Coordinate-labeling data
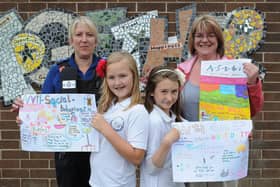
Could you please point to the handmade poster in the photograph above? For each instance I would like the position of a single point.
(211, 151)
(58, 123)
(223, 90)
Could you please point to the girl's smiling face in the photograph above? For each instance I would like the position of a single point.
(120, 80)
(166, 94)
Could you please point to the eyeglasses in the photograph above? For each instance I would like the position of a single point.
(201, 36)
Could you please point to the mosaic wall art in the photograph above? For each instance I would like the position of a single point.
(161, 49)
(29, 48)
(244, 32)
(132, 31)
(13, 82)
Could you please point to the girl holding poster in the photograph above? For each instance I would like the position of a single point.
(122, 123)
(163, 103)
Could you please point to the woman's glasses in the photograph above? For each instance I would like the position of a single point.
(201, 36)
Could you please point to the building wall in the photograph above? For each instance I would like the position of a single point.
(30, 169)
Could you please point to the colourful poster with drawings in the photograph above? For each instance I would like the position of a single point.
(210, 151)
(223, 90)
(58, 123)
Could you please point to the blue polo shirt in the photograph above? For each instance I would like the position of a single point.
(52, 83)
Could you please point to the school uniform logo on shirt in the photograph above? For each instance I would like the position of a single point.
(117, 123)
(68, 84)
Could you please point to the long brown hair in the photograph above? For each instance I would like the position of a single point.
(208, 24)
(158, 74)
(107, 96)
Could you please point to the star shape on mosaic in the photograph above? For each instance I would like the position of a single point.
(27, 53)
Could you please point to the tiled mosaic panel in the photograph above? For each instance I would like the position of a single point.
(160, 46)
(50, 27)
(132, 31)
(28, 50)
(104, 20)
(244, 32)
(13, 83)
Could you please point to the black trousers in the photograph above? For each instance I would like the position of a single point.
(72, 169)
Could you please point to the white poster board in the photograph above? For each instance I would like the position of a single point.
(211, 151)
(58, 123)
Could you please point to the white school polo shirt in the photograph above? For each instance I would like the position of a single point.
(108, 167)
(150, 175)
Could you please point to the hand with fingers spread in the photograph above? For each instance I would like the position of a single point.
(252, 72)
(99, 123)
(16, 105)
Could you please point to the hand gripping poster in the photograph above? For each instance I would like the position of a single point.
(223, 90)
(58, 123)
(210, 151)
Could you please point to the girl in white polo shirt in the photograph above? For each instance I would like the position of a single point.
(163, 103)
(123, 125)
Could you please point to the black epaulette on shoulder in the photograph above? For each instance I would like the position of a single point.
(64, 62)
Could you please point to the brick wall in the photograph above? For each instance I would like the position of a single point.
(24, 169)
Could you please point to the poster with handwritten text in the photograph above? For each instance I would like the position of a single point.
(211, 151)
(223, 90)
(58, 123)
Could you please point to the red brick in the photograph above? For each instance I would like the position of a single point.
(15, 155)
(15, 173)
(34, 163)
(35, 183)
(266, 183)
(260, 144)
(67, 6)
(8, 115)
(272, 37)
(268, 7)
(271, 115)
(7, 6)
(42, 173)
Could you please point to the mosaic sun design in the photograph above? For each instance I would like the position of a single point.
(29, 48)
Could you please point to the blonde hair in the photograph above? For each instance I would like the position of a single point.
(86, 21)
(107, 97)
(208, 24)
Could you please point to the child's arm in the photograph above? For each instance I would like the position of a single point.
(159, 156)
(134, 155)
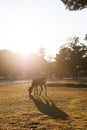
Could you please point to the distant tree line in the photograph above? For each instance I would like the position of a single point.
(75, 4)
(70, 61)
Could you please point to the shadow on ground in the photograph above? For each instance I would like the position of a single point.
(72, 85)
(48, 107)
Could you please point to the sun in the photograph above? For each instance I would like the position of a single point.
(27, 48)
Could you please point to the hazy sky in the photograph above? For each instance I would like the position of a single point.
(26, 25)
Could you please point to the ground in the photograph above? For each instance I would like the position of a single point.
(64, 107)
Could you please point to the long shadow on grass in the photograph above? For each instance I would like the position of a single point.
(72, 85)
(48, 107)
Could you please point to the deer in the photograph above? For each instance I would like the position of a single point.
(38, 82)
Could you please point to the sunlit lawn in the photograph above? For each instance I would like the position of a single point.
(65, 107)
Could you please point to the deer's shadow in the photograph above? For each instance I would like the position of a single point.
(48, 107)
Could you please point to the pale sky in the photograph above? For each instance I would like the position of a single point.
(27, 25)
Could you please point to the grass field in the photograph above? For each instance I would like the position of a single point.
(64, 108)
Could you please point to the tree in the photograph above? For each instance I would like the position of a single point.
(75, 4)
(72, 59)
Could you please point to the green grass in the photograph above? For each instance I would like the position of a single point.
(65, 107)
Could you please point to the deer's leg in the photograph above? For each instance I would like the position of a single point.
(41, 90)
(35, 90)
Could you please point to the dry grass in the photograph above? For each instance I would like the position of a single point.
(65, 108)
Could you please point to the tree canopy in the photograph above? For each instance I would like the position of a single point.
(72, 59)
(75, 4)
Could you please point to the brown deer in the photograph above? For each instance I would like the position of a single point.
(38, 82)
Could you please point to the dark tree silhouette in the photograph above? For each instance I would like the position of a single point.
(75, 4)
(72, 59)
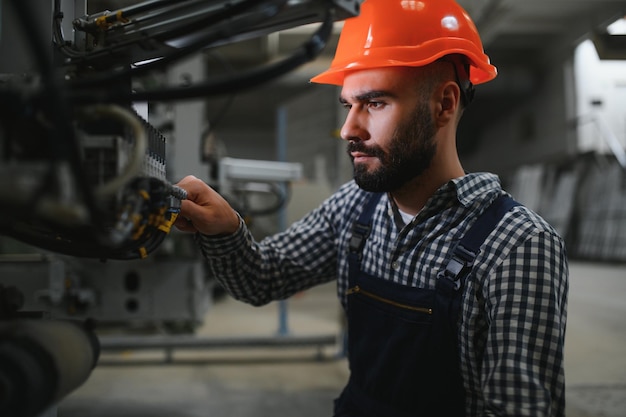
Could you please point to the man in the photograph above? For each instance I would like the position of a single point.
(427, 336)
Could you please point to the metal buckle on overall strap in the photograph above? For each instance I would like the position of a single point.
(360, 232)
(461, 262)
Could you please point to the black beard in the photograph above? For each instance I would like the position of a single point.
(411, 151)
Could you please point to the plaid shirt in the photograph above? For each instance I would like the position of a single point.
(512, 324)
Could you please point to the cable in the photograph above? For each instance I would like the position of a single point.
(136, 159)
(201, 42)
(229, 84)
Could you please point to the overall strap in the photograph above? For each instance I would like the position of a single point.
(360, 231)
(469, 247)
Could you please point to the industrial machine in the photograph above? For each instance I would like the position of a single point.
(85, 197)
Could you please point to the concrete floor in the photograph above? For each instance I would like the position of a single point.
(303, 381)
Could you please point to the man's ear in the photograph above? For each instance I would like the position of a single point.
(448, 103)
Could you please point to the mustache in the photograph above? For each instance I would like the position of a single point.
(374, 151)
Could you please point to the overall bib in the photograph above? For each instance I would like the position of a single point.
(402, 341)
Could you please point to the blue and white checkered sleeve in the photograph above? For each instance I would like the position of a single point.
(522, 370)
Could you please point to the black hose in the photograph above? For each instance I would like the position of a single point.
(228, 84)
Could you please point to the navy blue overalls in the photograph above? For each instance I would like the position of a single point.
(402, 341)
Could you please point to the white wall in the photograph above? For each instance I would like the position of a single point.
(602, 83)
(535, 130)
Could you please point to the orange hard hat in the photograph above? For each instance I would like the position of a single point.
(409, 33)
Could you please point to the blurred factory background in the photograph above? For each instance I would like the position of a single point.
(552, 125)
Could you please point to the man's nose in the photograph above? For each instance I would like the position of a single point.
(352, 129)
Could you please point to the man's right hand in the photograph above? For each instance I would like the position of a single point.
(205, 210)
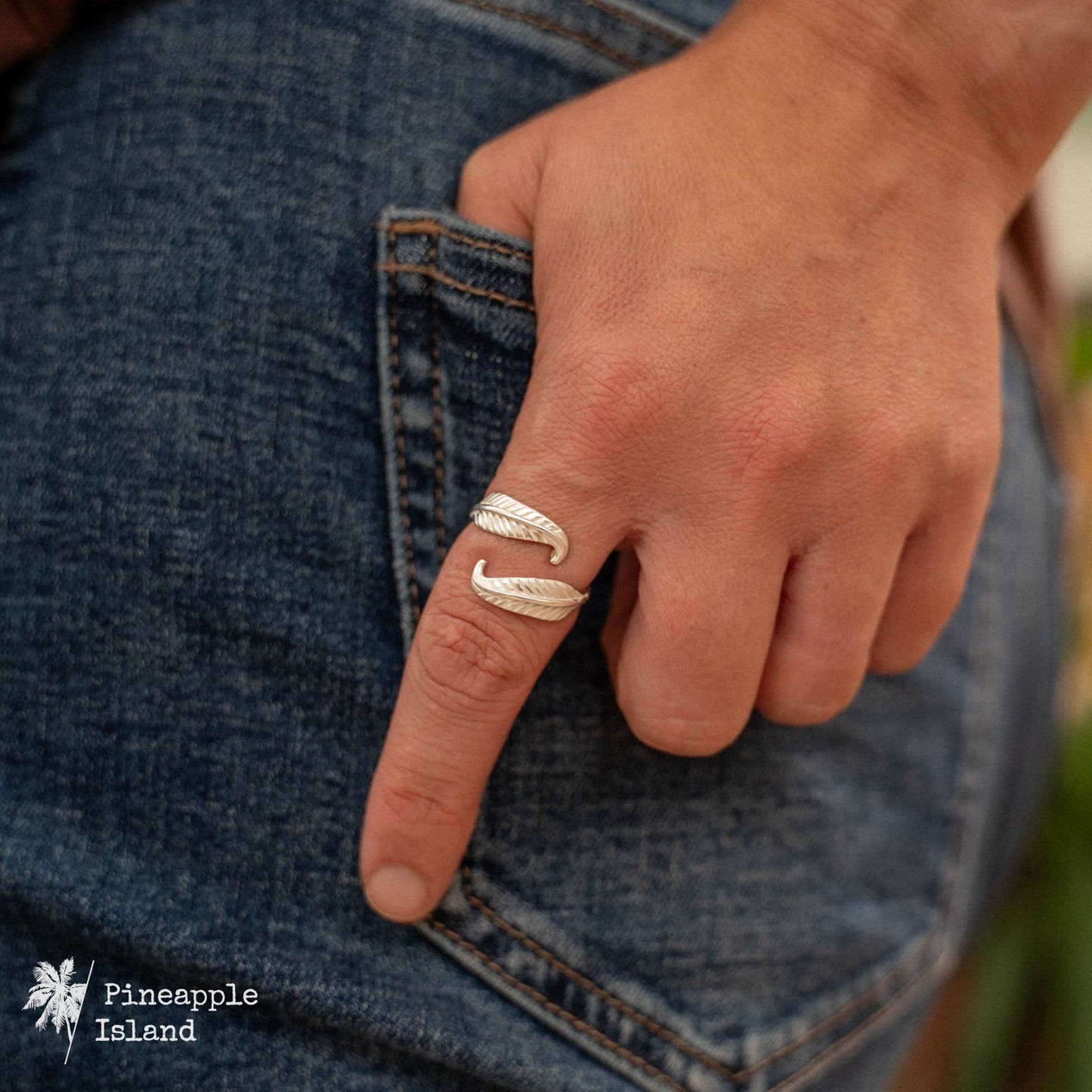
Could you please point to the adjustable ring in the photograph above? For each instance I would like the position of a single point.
(500, 515)
(537, 596)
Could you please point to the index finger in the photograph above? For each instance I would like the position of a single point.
(470, 670)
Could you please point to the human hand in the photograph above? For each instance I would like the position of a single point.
(31, 26)
(767, 372)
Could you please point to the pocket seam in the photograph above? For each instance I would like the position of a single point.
(435, 275)
(557, 29)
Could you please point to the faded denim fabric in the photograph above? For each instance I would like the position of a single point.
(253, 373)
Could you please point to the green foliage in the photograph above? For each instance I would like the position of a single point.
(1035, 964)
(1079, 350)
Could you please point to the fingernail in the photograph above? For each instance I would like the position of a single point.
(397, 892)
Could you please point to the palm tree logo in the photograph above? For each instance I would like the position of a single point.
(59, 998)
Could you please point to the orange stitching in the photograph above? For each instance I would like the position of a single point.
(669, 36)
(650, 1025)
(615, 1003)
(400, 441)
(839, 1044)
(554, 1008)
(452, 283)
(434, 227)
(547, 24)
(441, 544)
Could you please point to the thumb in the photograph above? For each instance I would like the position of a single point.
(498, 187)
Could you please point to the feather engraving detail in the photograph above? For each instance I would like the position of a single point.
(549, 600)
(500, 515)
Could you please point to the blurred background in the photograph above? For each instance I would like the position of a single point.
(1017, 1017)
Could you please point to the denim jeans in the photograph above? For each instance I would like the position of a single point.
(253, 373)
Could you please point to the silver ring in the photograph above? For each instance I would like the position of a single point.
(537, 596)
(500, 515)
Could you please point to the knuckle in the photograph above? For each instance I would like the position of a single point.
(617, 405)
(970, 456)
(478, 171)
(415, 797)
(468, 660)
(777, 434)
(685, 736)
(809, 682)
(807, 704)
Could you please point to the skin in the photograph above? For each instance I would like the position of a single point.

Challenge
Output as a numbered list the lines from the one containing "Could you please point to the denim" through the final line, leaving out any blank lines.

Solution to the problem
1. Could you please point to the denim jeans in the photograph above? For each instance I would like the position of a single point.
2. (253, 373)
3. Could you please point to the silver ring in the photograph above? For each instance I would like the position of a single point.
4. (537, 596)
5. (500, 515)
6. Could you please point to the knuckle in the photograph above? For each instance I would like the position of a single point.
7. (617, 405)
8. (970, 456)
9. (478, 171)
10. (415, 797)
11. (468, 660)
12. (777, 434)
13. (685, 736)
14. (809, 682)
15. (807, 704)
16. Could you please point to the skin in the photograph above? For each instance I would like the position of a single point.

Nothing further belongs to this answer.